* _STATED GOAL A_:
Retype the thread on Thai rules for the sentence extractor in full, keeping every line identical.

* _SELECTION_:
↓↓↓

Adding Thai rules for CV Sentence Extractor #137

bact · 2021-04-15T03:45:56Z

th.toml:

other_patterns borrowing from:
https://github.com/common-voice/sentence-collector/blob/main/server/lib/validation/languages/th.js
(BEGIN_REGEX, END_REGEX, STRUCTURE_REGEX, and ABBREVIATION_REGEX with few adjustments)
replacements borrowing from:
https://github.com/common-voice/sentence-collector/blob/main/server/lib/cleanup/languages/th.js
(with some adjustments)
min_word_count and max_word_count are set on the basis of treating "word" as "a group of character between two whitespaces/punctuations", since currently there's no Thai word tokenization in the extractor.

This will close #133

How many sentences did you get at the end?

478

How did you create the blocklist file?

↑↑↑

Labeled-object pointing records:
↓↓↓

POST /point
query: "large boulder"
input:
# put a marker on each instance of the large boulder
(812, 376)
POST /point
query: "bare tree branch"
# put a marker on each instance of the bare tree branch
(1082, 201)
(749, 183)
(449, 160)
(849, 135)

↑↑↑

* _STATED GOAL B_:
Please convert every line of the records above into a JSON list of strings, one string per line, leaving out blank lines.

* _RESPONSE A_:
Adding Thai rules for CV Sentence Extractor #137

bact · 2021-04-15T03:45:56Z

th.toml:

other_patterns borrowing from:
https://github.com/common-voice/sentence-collector/blob/main/server/lib/validation/languages/th.js
(BEGIN_REGEX, END_REGEX, STRUCTURE_REGEX, and ABBREVIATION_REGEX with few adjustments)
replacements borrowing from:
https://github.com/common-voice/sentence-collector/blob/main/server/lib/cleanup/languages/th.js
(with some adjustments)
min_word_count and max_word_count are set on the basis of treating "word" as "a group of character between two whitespaces/punctuations", since currently there's no Thai word tokenization in the extractor.

This will close #133

How many sentences did you get at the end?

478

How did you create the blocklist file?

* _RESPONSE B_:
[
  "POST /point",
  "query: \"large boulder\"",
  "input:",
  "# put a marker on each instance of the large boulder",
  "(812, 376)",
  "POST /point",
  "query: \"bare tree branch\"",
  "# put a marker on each instance of the bare tree branch",
  "(1082, 201)",
  "(749, 183)",
  "(449, 160)",
  "(849, 135)"
]